- **ASSIGNMENT**
According to the passage on consensus docking scores below, what drawback do the normalization methods have?

- **PASSAGE SHOWN**
════════
To compare with other consensus scores, common methods of normalization are applied to docking scores before combination. We employed the three commonly-used normalization procedures. (A) Ranking: Ranks represent docking scores for each target assigned against ascending ranks. This implies that ligands with more negative scores rank higher. (B) Minimum–maximum Scale (referred to hereafter as min–max scale). Scores for each target are rescaled to a [0; 1] domain and then subtracted from the minimum score. The result is then divided by the difference between the maximum and the minimum score. (C) z-score. The min–max docking scores are mean averaged or zero-centered and rescaled. A drawback of these normalization methods is that they shift the relative distribution of scores, which may cause a loss of information.

2.4 Consensus Algorithms

Molecular docking is a process that generates different conformations of poses of ligands and predicts the intermolecular interactions using sets of physicochemical properties, including hydrogen bonding and hydrophobicity. Consensus scoring creates an overall score consistent with the ensemble representation of the 3D molecule rather than an individual pose. To avoid information loss while using normalization, our consensus algorithms combine information from all docking programs and then generate the following four independent optimized functional ensemble data representations:

$$S_{\text{c}} = \mathop \sum \limits_{i = 1}^{10} \mathop \sum \limits_{j = 0}^{20} x_{i,j} S_{i,j}^n$$

(1a)

$$S_{\text{c}} = \mathop \sum \limits_{i = 1}^{10} \mathop \sum \limits_{j = 0}^{20} x_{i,j} {\text{abs}}\left[ {S_{i,j}^n } \right]$$

(1b)

$$S_{\text{c}} = \mathop \sum \limits_{i = 1}^{10} \mathop \sum \limits_{j = 0}^{20} x_{i,j} \left( {S_{i,j}^n - \overline{S_i }} \right)^n$$

(1c)

$$S_{\text{c}} = \mathop \sum \limits_{i = 1}^{10} \mathop \sum \limits_{j = 0}^{20} x_{i,j} {\text{abs}}\left[ {\left( {S_{i,j}^n - \overline{S_i }} \right)^n } \right]$$

(1d)

Here S_c is the combined score. S_i is the docking score of ligands for programs i = 1, 2, …, 10. x_i are coefficients of the docking programs i (ADFR, DOCK, Gemdock, Ledock, PLANTS, PSOVina, QuickVina2, Smina, Autodock Vina and VinaXB); these are the weights for docking outcomes. S is the mean of the set from program i. n represents the combinatorial order, real values only (n = 1 implies linear combination). Equations (1a–1d) were iterated over a total of 20 [9] ensembles involving 10 docking programs, each weighing between 0 and 1, incremented in steps of 0.05 each. S_i represents the arithmetic means of the docking scores of all ligands for the same target for each docking program used. The rank of active ligands before and after combination was compared to evaluate the improvement produced by our consensus algorithm.
════════
- **GIVEN RECORDS**
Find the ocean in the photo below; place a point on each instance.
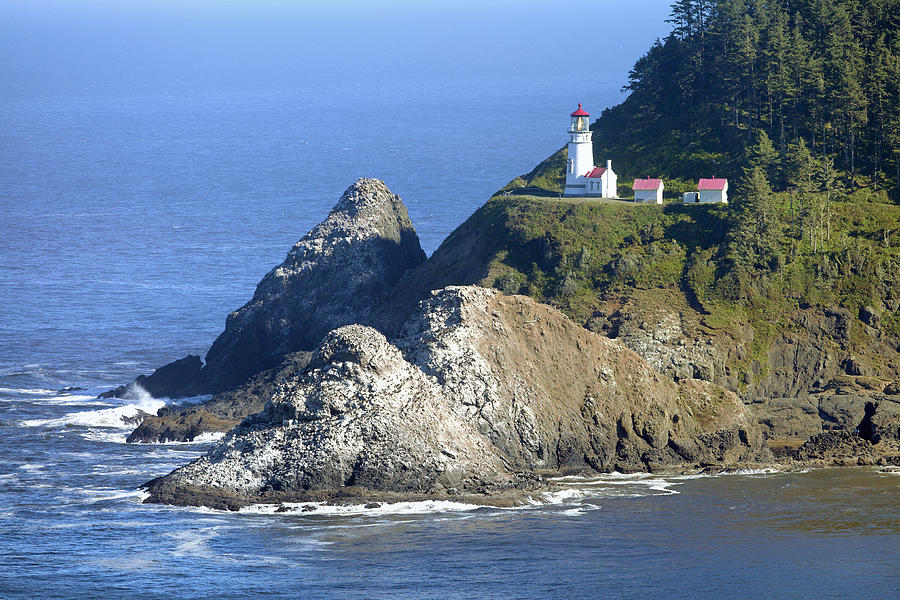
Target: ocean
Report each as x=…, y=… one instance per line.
x=141, y=204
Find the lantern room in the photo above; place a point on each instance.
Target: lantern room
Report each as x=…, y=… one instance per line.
x=580, y=119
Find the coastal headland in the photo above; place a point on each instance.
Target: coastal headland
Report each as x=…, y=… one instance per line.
x=494, y=364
════════
- **ANSWER FOR THE TASK**
They shift the relative distribution of scores, which may cause a loss of information.